- [EXERCÍCIO ESCRITO A] Mostre todas as linhas dos registros abaixo que contêm a palavra "light". Diferencie maiúsculas de minúsculas.

- [TRECHO DO TEXTO]
========================================

Cinema com Rapadura

OPINIÃO   quinta-feira, 12 de março de 2009

Amor de Vizinho, Um

Apesar de estrear no circuito de arte em alguns Estados, “Um Amor de Vizinho” deixa muito a desejar se comparado a comédias românticas abertamente comerciais. Sem atrativo algum, o filme é um amontoado de clichês que certamente não agrada o público.

O que caracteriza um filme de arte? Esta pergunta certamente já foi tema de muitas longas discussões entre os amantes do cinema. Mas algumas peculiaridades contribuem para que certas obras se enquadrem neste setor cinematográfico. Entre elas estão: ser de baixo orçamento, ter comprometimento com a qualidade e não com a bilheteria que o filme possa alcançar, promover reflexões profundas sobre os mais diversos sentimentos existentes no Planeta Terra, ser original e ser realizada por um diretor já respeitado nesse meio. Normalmente, estes filmes estreiam em salas reduzidas pelo país (isso, às vezes, nem chega a ocorrer) ou em festivais organizados pelo mundo afora. Dito isso, é bom que haja uma reclassificação de “Um Amor de Vizinho”, pois ele jamais deve ser chamado de um filme de arte.

A película conta a comum história do arquiteto e pintor nas horas vagas Jeff (Matthew Modine) que possui uma vizinha que o atormenta diariamente para que se mude de seu apartamento com o propósito de ampliar as suas dependências. Christine (Michèle Laroque) pretende se casar em breve com Jonathan (Ed Quinn) e não suporta a ideia de continuar a ter a privacidade da varanda de seus aposentos invadida por Jeff. Como não poderia deixar de ser, os dois personagens principais se odeiam e jamais deixam de demonstrar esse ódio publicamente, ao ponto de um deles negar uma proposta de trabalho para não ter que dividir o tempo com seu desafeto.

========================================

- [DADOS DO EXERCÍCIO]
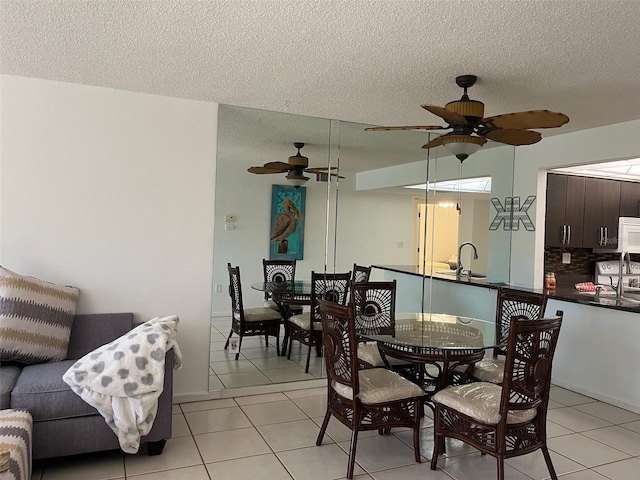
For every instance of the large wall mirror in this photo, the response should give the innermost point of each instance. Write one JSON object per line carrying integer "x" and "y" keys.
{"x": 364, "y": 216}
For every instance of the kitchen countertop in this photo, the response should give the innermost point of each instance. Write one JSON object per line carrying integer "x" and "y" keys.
{"x": 563, "y": 293}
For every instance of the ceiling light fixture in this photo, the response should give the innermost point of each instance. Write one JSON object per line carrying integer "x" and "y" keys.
{"x": 462, "y": 145}
{"x": 296, "y": 179}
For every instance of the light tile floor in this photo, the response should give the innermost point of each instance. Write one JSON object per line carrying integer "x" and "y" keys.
{"x": 272, "y": 437}
{"x": 258, "y": 364}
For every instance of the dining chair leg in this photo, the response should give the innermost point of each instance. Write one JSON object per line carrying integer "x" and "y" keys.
{"x": 306, "y": 369}
{"x": 419, "y": 413}
{"x": 323, "y": 428}
{"x": 436, "y": 450}
{"x": 239, "y": 347}
{"x": 352, "y": 452}
{"x": 226, "y": 345}
{"x": 547, "y": 459}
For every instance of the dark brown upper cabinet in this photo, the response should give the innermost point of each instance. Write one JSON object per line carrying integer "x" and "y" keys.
{"x": 565, "y": 206}
{"x": 601, "y": 212}
{"x": 630, "y": 199}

========================================

- [EXERCÍCIO ESCRITO B] Dê seguimento à crítica do filme "Um Amor de Vizinho" acima, a partir do ponto em que ela termina.

- [RESULTADO DO EXERCÍCIO A]
For every instance of the ceiling light fixture in this photo, the response should give the innermost point of each instance. Write one JSON object per line carrying integer "x" and "y" keys.
For every instance of the light tile floor in this photo, the response should give the innermost point of each instance. Write one JSON object per line carrying integer "x" and "y" keys.

- [RESULTADO DO EXERCÍCIO B]
Porém, o destino os une. Jeff acaba sendo informado de última hora por sua filha Ally (Gina Mantegna) que sua ex-esposa irá se casar com o seu ex-melhor amigo, e o casal não teve coragem nem de convidá-lo para a cerimônia. Para não “ficar por baixo”, ele busca desesperadamente por uma companhia que tope fingir ser sua noiva enquanto os dois aparecem de surpresa na recepção do casamento. Como o destino não poderia ser mais cruel, a única mulher disponível no momento é Christine. Para acompanhá-lo, no entanto, Christine faz exigências: Jeff terá de se mudar de seu apartamento até o final do mês.

Como revelado, a sinopse do filme não apresenta uma história fascinante ou, no mínimo, original. Mesmo sendo uma produção independente, tudo está no padrão hollywoodiano de se fazer comédias românticas: a mocinha que odeia o mocinho, mas que, por uma fatalidade, acabam se apaixonando. O problema é que “Um Amor de Vizinho” não possui nem os atrativos básicos dos filmes desse gênero do cinema, como uma trilha sonora açucarada e protagonistas super carismáticos.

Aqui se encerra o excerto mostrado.